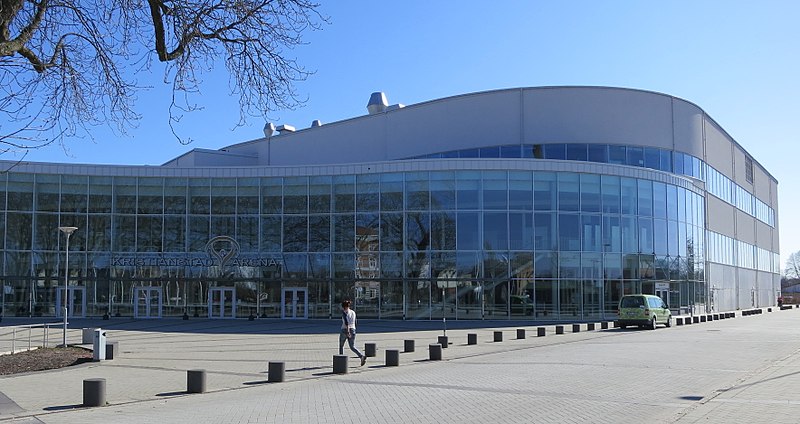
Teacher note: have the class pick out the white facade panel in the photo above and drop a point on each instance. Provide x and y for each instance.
(597, 115)
(688, 127)
(463, 122)
(720, 217)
· · · · · · ·
Reproduce all of the material above, requests included, and increase every x and y coordinate in the answers by 13. Leave the pictures out.

Teacher note: have the class pick out the white facade panel in the photo above and drop a point on each instance. Provide x and y for each instance.
(610, 128)
(701, 140)
(476, 135)
(733, 230)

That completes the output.